Lines to be reproduced exactly: the one that holds "Target: greenery at table base" and all those after it through the end of the data. Include no others.

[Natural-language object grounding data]

----

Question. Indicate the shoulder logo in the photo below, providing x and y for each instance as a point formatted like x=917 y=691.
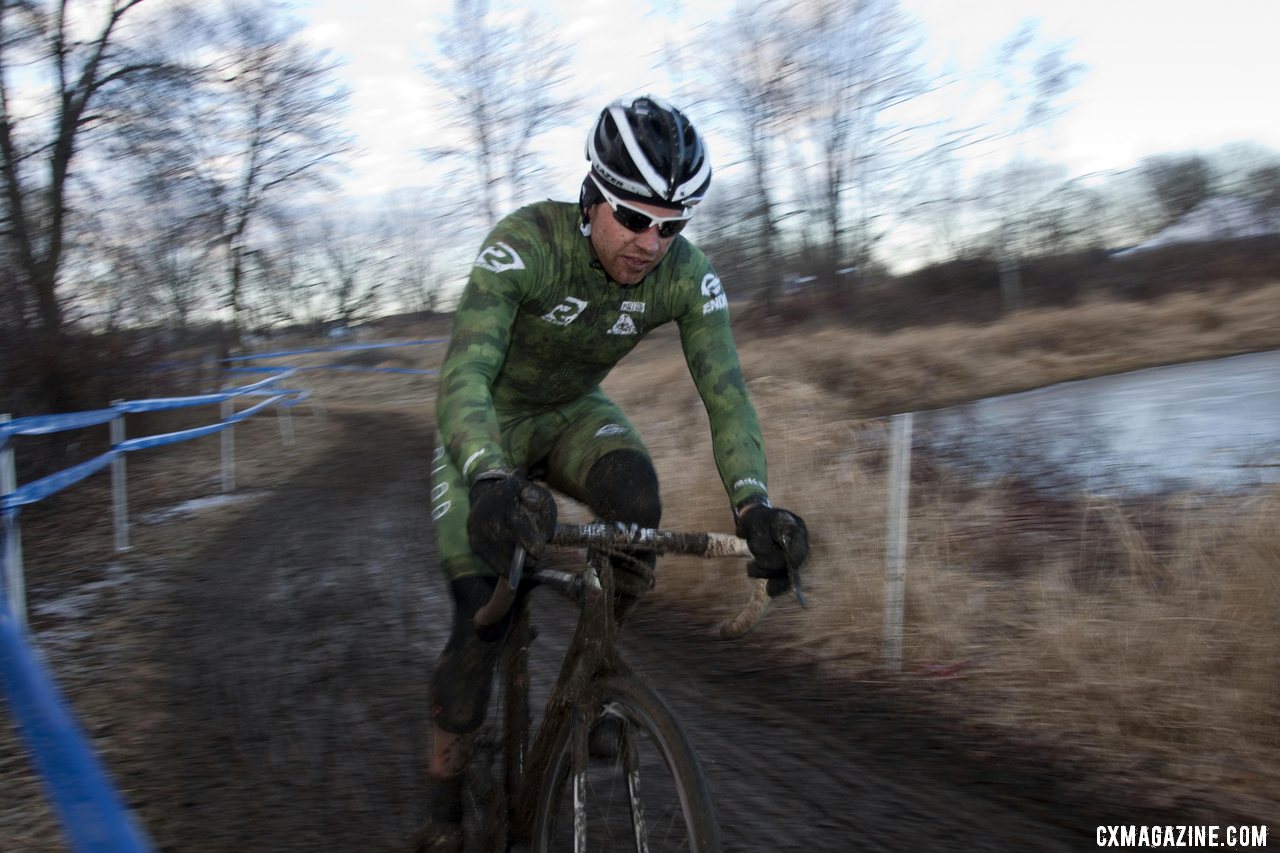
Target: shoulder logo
x=499 y=258
x=713 y=291
x=566 y=311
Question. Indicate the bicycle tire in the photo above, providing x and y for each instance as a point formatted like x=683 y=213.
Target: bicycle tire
x=677 y=812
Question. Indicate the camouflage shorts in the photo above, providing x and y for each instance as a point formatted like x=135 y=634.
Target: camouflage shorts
x=566 y=442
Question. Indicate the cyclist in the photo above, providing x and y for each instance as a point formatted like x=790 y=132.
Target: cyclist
x=557 y=296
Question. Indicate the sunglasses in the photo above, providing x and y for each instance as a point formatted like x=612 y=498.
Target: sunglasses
x=638 y=220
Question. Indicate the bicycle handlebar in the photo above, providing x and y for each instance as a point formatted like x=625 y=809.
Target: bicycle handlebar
x=620 y=537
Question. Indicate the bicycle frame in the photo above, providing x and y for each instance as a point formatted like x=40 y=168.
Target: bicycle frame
x=593 y=649
x=593 y=655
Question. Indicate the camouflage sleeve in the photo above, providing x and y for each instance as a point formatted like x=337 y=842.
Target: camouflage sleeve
x=712 y=359
x=478 y=347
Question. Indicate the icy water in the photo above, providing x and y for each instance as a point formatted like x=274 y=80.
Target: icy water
x=1207 y=425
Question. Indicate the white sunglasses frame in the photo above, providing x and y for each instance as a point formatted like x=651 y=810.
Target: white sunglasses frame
x=615 y=203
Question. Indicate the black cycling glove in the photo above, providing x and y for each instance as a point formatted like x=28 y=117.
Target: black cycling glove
x=778 y=541
x=508 y=510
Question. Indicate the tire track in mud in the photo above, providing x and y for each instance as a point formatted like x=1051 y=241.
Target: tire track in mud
x=298 y=658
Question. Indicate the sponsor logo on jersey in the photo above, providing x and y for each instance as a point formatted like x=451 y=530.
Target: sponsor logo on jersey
x=566 y=311
x=625 y=325
x=714 y=292
x=499 y=258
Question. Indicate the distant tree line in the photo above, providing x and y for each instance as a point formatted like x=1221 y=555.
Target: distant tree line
x=167 y=164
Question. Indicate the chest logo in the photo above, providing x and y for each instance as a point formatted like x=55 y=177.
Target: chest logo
x=566 y=311
x=713 y=291
x=499 y=258
x=625 y=325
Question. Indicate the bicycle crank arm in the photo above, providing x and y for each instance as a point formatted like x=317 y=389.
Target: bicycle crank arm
x=752 y=612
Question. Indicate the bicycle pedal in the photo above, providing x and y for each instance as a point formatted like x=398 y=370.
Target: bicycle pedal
x=606 y=738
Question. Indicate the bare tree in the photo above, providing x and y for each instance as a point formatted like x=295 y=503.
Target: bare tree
x=498 y=73
x=1036 y=80
x=755 y=69
x=46 y=41
x=1178 y=183
x=859 y=63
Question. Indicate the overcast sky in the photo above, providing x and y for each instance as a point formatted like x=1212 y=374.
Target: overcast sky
x=1162 y=76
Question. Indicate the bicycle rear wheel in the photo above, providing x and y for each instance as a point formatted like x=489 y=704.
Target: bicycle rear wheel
x=648 y=796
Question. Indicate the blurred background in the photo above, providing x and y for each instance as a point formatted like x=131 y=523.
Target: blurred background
x=186 y=172
x=917 y=205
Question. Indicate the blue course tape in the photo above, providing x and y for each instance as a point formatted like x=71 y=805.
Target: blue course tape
x=92 y=813
x=342 y=347
x=45 y=424
x=348 y=368
x=46 y=486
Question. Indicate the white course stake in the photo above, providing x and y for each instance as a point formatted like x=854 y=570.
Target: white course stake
x=895 y=544
x=14 y=583
x=119 y=487
x=228 y=409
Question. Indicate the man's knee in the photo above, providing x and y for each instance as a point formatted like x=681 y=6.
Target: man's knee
x=464 y=673
x=622 y=486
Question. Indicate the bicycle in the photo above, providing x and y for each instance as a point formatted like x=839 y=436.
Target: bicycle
x=643 y=788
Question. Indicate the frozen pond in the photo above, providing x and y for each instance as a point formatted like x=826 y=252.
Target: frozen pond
x=1207 y=425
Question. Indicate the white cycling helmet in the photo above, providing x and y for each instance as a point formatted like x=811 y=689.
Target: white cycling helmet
x=647 y=150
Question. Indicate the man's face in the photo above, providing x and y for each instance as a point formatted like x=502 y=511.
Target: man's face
x=626 y=255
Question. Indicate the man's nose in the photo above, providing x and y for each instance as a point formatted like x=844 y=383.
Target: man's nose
x=648 y=238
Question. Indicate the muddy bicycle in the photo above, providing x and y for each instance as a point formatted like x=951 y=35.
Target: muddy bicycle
x=609 y=766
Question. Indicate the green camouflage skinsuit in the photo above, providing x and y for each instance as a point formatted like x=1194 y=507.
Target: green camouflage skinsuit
x=538 y=328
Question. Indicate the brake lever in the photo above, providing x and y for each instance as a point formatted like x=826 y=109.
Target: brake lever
x=792 y=571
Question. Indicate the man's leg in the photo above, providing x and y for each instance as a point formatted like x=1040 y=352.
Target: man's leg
x=600 y=460
x=464 y=673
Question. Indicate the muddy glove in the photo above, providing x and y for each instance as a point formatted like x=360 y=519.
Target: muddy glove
x=778 y=541
x=508 y=510
x=632 y=573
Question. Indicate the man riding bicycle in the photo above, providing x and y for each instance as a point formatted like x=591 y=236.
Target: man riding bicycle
x=558 y=295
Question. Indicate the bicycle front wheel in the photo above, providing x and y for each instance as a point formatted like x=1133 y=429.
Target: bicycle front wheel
x=624 y=776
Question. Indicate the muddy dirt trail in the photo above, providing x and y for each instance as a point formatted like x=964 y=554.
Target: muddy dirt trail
x=295 y=653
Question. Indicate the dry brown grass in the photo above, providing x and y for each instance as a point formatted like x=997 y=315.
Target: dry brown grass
x=1144 y=635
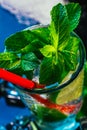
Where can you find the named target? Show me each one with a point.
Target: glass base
(67, 124)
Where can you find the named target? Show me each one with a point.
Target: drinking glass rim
(74, 75)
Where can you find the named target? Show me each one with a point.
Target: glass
(55, 107)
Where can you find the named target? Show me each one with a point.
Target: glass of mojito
(53, 57)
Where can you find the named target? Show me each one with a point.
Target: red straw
(16, 79)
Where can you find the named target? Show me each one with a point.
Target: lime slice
(72, 91)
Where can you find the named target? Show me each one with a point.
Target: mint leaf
(59, 25)
(74, 13)
(70, 53)
(8, 60)
(43, 34)
(48, 50)
(21, 40)
(29, 62)
(49, 72)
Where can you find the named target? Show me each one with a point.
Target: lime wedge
(72, 91)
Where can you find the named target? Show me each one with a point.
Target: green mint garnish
(53, 48)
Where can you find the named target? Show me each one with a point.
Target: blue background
(8, 26)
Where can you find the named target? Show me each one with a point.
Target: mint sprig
(53, 47)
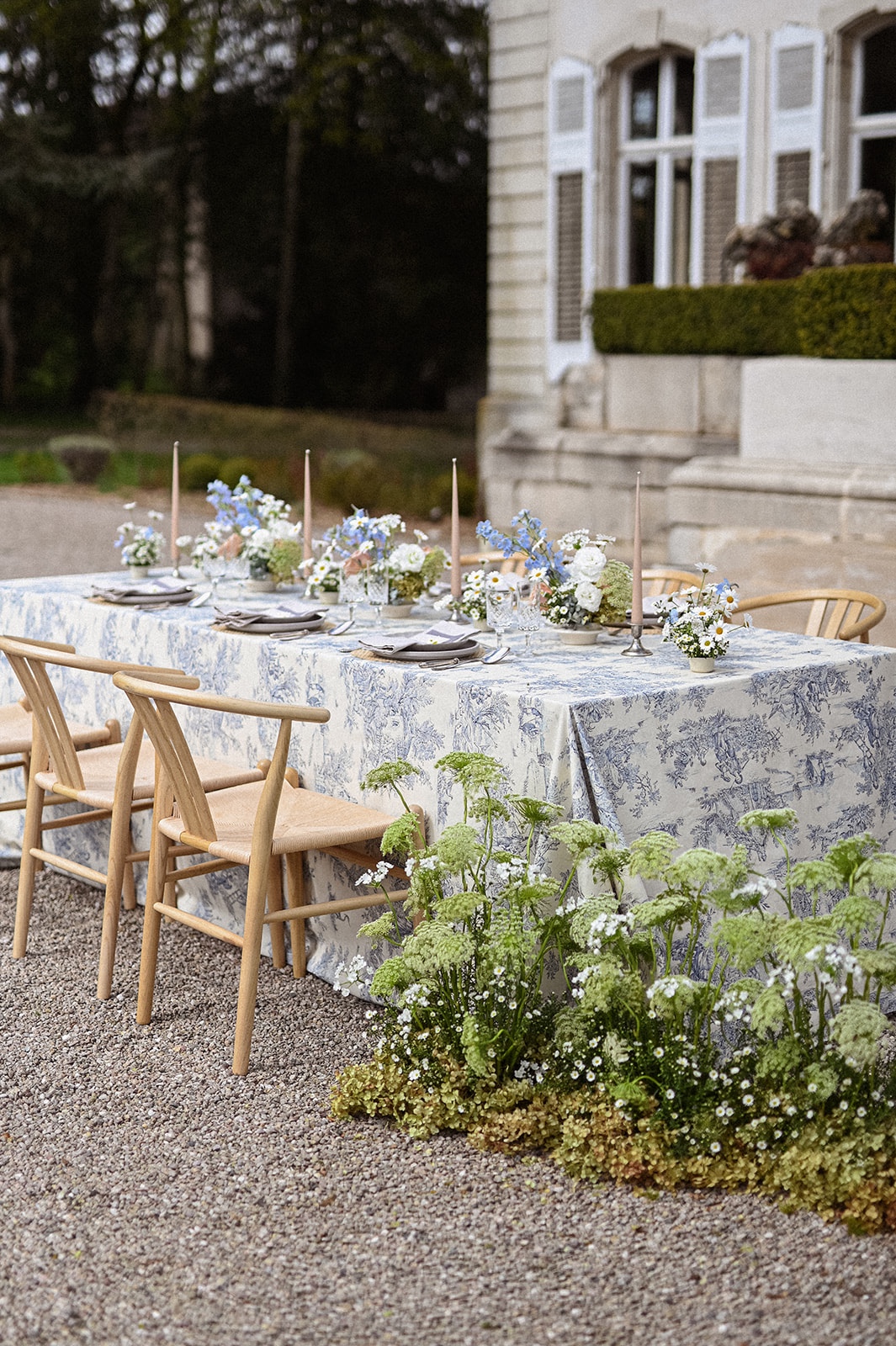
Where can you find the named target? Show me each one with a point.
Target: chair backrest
(660, 579)
(835, 614)
(29, 659)
(154, 707)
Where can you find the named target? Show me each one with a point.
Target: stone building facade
(626, 141)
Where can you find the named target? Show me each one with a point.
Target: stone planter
(581, 637)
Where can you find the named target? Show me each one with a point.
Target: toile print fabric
(635, 744)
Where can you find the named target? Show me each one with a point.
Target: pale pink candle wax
(455, 533)
(637, 580)
(175, 501)
(305, 520)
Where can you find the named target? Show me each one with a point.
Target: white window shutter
(795, 116)
(721, 121)
(570, 170)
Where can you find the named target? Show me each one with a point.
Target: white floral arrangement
(140, 545)
(581, 586)
(697, 617)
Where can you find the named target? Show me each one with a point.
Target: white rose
(588, 596)
(587, 564)
(408, 559)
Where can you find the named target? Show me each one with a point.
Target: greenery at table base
(581, 586)
(724, 1033)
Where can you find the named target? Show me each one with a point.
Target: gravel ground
(148, 1195)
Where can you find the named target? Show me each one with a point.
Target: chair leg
(152, 924)
(253, 929)
(275, 904)
(117, 874)
(127, 885)
(296, 882)
(29, 839)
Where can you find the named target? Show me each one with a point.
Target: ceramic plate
(273, 628)
(432, 652)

----

-- OUTPUT --
Target: greenery at table base
(581, 586)
(724, 1033)
Where can you find the named target? Show me each one with a point.
Target: gravel ground
(148, 1195)
Where can you find the named target? Show me each one with a point.
Target: chair leg
(152, 924)
(253, 929)
(275, 904)
(117, 874)
(127, 885)
(296, 882)
(29, 839)
Where can you find the named target? Show me each one with a point.
Target: ceramic plate
(273, 628)
(432, 652)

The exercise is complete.